**Excerpt**.
***

Prior to SheetJS, APIs for processing spreadsheet files were format-specific. Third-party libraries either supported one format, or they involved a separate set of classes for each supported file type. Even though XLSB was introduced in Excel 2007, nothing outside of SheetJS or Excel supported the format.

To promote a format-agnostic view, js-xlsx starts from a pure-JS representation that we call the "Common Spreadsheet Format". Emphasizing a uniform object representation enables new features like format conversion (reading an XLSX template and saving as XLS) and circumvents the "class trap". By abstracting the complexities of the various formats, tools need not worry about the specific file type!

A simple object representation combined with careful coding practices enables use cases in older browsers and in alternative environments like ExtendScript and Web Workers. It is always tempting to use the latest and greatest features, but they tend to require the latest versions of browsers, limiting usability.

***

(Records of labeled boxes)
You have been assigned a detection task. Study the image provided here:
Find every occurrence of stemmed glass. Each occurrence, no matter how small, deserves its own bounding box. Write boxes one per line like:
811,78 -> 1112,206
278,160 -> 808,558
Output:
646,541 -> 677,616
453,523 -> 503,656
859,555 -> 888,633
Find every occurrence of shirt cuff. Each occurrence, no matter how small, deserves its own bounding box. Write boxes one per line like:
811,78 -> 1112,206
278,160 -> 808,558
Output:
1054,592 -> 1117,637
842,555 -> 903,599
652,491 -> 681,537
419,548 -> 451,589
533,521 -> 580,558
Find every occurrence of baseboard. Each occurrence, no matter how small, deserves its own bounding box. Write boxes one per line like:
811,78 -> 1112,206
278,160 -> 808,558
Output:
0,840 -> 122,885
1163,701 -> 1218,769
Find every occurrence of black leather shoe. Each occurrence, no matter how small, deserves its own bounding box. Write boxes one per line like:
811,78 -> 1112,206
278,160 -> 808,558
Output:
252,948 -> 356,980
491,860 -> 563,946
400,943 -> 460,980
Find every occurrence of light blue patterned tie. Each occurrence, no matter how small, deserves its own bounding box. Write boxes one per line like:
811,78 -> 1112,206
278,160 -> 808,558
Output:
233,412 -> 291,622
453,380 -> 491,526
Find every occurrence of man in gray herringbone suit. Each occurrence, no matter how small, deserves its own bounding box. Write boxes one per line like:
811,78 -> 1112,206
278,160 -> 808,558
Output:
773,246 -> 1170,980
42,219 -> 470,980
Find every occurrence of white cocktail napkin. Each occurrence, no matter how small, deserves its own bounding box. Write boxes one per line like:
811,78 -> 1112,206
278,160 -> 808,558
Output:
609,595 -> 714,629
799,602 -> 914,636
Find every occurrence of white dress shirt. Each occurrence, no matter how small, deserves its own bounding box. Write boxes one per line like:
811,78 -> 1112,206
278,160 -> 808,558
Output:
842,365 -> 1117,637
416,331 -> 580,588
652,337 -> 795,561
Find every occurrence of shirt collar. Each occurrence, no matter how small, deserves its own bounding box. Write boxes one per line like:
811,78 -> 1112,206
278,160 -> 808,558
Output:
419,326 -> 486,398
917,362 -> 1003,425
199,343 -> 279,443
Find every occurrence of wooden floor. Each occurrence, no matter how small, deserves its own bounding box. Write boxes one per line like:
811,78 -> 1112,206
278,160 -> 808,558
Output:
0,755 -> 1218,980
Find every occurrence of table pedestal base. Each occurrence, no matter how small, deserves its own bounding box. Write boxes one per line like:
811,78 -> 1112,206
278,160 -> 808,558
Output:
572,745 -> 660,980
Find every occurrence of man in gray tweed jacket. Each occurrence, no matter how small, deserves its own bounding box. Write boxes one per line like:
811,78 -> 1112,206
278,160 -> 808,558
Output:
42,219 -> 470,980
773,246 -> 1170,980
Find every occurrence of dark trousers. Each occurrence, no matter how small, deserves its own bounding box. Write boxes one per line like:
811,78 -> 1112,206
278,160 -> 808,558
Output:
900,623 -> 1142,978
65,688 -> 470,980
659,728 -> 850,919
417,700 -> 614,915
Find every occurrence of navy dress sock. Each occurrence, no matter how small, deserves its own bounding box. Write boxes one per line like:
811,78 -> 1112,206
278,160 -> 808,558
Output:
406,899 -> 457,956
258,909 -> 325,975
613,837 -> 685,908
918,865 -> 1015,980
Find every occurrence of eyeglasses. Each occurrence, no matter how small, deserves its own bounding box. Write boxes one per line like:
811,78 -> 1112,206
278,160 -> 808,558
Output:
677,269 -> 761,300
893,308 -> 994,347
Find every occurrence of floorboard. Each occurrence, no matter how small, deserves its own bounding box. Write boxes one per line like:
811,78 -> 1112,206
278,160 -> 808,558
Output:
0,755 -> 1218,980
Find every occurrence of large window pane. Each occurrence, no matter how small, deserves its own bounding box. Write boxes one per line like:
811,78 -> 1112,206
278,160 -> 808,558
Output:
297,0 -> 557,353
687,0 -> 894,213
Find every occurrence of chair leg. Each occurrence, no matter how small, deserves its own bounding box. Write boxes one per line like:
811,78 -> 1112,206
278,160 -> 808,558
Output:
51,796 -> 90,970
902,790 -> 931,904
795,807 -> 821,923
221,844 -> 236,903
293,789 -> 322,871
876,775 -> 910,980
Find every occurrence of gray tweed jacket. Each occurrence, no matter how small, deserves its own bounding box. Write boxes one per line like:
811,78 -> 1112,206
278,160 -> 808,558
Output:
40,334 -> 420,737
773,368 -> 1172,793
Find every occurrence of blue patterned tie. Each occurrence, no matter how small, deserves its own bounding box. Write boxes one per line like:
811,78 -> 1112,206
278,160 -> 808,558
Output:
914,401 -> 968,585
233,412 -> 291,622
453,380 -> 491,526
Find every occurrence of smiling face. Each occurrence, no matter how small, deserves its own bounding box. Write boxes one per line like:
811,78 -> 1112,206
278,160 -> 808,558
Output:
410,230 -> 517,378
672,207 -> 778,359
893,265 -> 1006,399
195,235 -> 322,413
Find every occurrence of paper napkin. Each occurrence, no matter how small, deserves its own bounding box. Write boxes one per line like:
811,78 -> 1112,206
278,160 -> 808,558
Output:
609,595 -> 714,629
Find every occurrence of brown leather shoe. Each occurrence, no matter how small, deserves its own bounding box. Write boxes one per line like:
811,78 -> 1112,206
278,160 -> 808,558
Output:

***

**Aim**.
Carry on the passage about SheetJS and spreadsheet file formats, picking up after its final sentence.

**The output**.
Utility functions capture common use cases like generating JS objects or HTML. Most simple operations should only require a few lines of code. More complex operations generally should be straightforward to implement.

Excel pushes the XLSX format as default starting in Excel 2007. However, there are other formats with more appealing properties. For example, the XLSB format is spiritually similar to XLSX but files often tend up taking less than half the space and open much faster! Even though an XLSX writer is available, other format writers are available so users can take advantage of the unique characteristics of each format.

The primary focus of the Community Edition is correct data interchange, focused on extracting data from any compatible data representation and exporting data in various formats suitable for any third party interface.